The deaths of three workers in Arkansas this month resulted from a practice that is common in the event rental industry, many say. The three workers died when supports in the intact tent they lifted over a fence touched power lines, electrocuting them. Three other workers handling the tent survived.
“That accident could happen to any tent company in the country,” says the president of one event rental company who prefers to remain anonymous. “All of our crews have done this and we have all been really lucky up to this point. In this business, we have a large low-wage [workforce] and seasonal turnover, so the awareness of possible danger isn’t always observed.”
Many rental operators tell Eventline that the practice of moving an intact tent rather than dismantling it is common. “This is done all the time,” says John Jakob of Horsefeather Trading Co. in Dallas. “I have done it myself. I’ve have also moved tents on the backs of vehicles.”
Rental operators note that the quirks of event sites, the pressures of approaching deadlines and the changing whims of clients may force the rental company to move the tent without dismantling it.

○ ○ ○ ○ ○

Written instruction a:
Answer these about the article on the Arkansas tent accident:
(i) How many of the workers handling the tent survived?
(ii) What company is John Jakob with, and in what city?
(iii) What three things do rental operators say may force a rental company to move a tent without dismantling it?

Named object pointing entries:

○ ○ ○ ○ ○

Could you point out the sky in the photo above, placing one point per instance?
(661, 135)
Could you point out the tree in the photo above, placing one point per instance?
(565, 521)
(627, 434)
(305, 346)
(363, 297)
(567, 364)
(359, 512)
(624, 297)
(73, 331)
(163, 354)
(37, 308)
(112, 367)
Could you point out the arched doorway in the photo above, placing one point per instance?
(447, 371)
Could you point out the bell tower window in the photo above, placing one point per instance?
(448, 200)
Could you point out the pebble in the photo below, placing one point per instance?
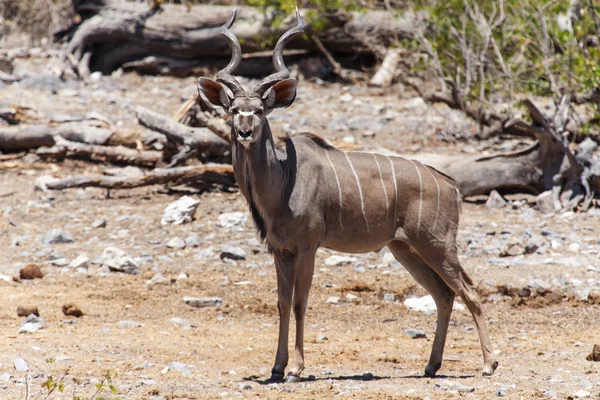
(31, 271)
(180, 211)
(495, 200)
(199, 302)
(126, 324)
(232, 220)
(454, 386)
(335, 261)
(176, 243)
(32, 324)
(233, 253)
(99, 223)
(54, 236)
(416, 333)
(117, 260)
(21, 365)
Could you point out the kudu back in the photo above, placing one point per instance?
(304, 193)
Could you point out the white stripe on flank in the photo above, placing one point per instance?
(337, 180)
(362, 202)
(387, 204)
(395, 190)
(420, 197)
(437, 210)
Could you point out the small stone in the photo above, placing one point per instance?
(231, 220)
(335, 261)
(449, 385)
(199, 302)
(416, 333)
(99, 223)
(31, 271)
(126, 324)
(495, 200)
(72, 310)
(545, 203)
(21, 365)
(193, 241)
(117, 260)
(180, 211)
(25, 311)
(233, 253)
(32, 324)
(54, 236)
(176, 243)
(581, 394)
(81, 261)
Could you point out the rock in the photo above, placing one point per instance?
(54, 236)
(545, 203)
(32, 324)
(176, 243)
(595, 354)
(71, 309)
(581, 394)
(233, 253)
(117, 260)
(81, 261)
(193, 240)
(177, 366)
(180, 211)
(449, 385)
(21, 365)
(232, 220)
(416, 333)
(99, 223)
(25, 311)
(426, 304)
(495, 200)
(31, 271)
(335, 261)
(199, 302)
(126, 324)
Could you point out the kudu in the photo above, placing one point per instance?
(304, 193)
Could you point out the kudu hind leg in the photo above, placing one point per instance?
(284, 264)
(439, 290)
(445, 262)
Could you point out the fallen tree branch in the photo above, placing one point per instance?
(119, 154)
(199, 177)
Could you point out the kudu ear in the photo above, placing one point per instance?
(282, 94)
(213, 93)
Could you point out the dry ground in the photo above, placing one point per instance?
(542, 347)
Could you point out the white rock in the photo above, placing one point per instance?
(231, 220)
(426, 304)
(117, 260)
(81, 261)
(21, 365)
(180, 211)
(339, 260)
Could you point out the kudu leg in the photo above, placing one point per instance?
(284, 264)
(439, 290)
(305, 265)
(445, 262)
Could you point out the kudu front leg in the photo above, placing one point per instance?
(284, 264)
(304, 268)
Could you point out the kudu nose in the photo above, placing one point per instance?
(245, 134)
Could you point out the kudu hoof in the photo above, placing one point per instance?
(488, 369)
(292, 378)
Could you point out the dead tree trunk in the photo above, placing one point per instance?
(171, 38)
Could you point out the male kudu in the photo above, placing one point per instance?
(304, 194)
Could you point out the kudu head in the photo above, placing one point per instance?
(249, 111)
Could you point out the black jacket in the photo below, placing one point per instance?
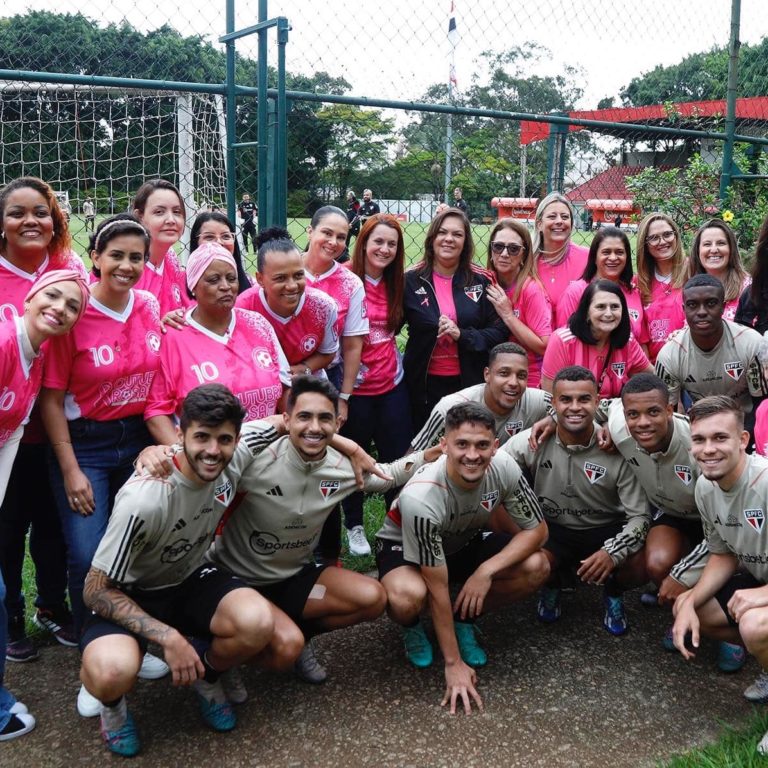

○ ○ ○ ○ ○

Written instruction b: In the listing, take the stretch from the line containing "Could you point out the kudu hoof" through the end of the listing and reproduce it, requests included, adding -56 to every coordinate in the answers. Leave the pictures out.

Complete response a:
(i) Three.
(ii) Horsefeather Trading Co., in Dallas.
(iii) The quirks of event sites, the pressures of approaching deadlines, and the changing whims of clients.

Complete response b:
Could you point out the kudu hoof in the photo above, placing one point per instance?
(432, 313)
(236, 322)
Could you point out the dead tree trunk in the photo above, placing one point per instance?
(115, -18)
Could you point out the male kudu in the photo above, placing one point per instance?
(248, 138)
Could you point out the kudu head in the photo above, placing one point per instance?
(193, 55)
Could you point out the black jacket in the photo below, placing one point per instance?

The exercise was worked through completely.